Die AfD grenzt aus und schürt Hass. Gleichzeitig aber wirbt die Partei um Wähler mit Migrationshintergrund. Denn: Migrantische Wähler:innen machen knapp neun Millionen aller Wahlberechtigten in der Bundesrepublik aus. Und auch unter ihnen findet sich ein Potenzial für chauvinistische, konservative und rechte Positionen. Wie Rechtsextremist:innen träumen auch Teile der migrantischen Wählerinnen und Wähler von einer nationalen Kulturgemeinschaft, propagieren den Abwehrkampf gegen Liberalismus, agitieren gegen die Gleichstellung der Geschlechter und gegen Feminismus sowie die Akzeptanz von Homosexualität, treten für das Bewahren eines traditionellen Familienbildes ein und huldigen einem antimodernistischen Kulturpessimismus.

______________________________

** Gestellte Aufgabe **
Stimmen die folgenden Aussagen mit dem Text über die AfD überein? Beantworten Sie jede mit Ja oder Nein, und zitieren Sie die ausschlaggebenden Worte des Textes wörtlich.
1. Migrantische Wahlberechtigte machen in der Bundesrepublik knapp neun Millionen aus.
2. Die AfD verzichtet darauf, um Wähler mit Migrationshintergrund zu werben.
3. Teile der migrantischen Wählerschaft setzen sich für ein traditionelles Familienbild ein.

** Datenabschnitt **
______________________________

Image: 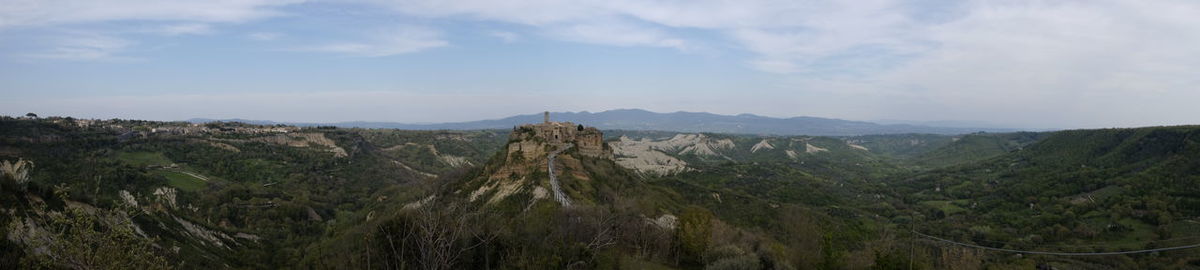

______________________________

** Ergebnis **
1. Ja: „Migrantische Wähler:innen machen knapp neun Millionen aller Wahlberechtigten in der Bundesrepublik aus.“
2. Nein: „Gleichzeitig aber wirbt die Partei um Wähler mit Migrationshintergrund.“
3. Ja: „treten für das Bewahren eines traditionellen Familienbildes ein“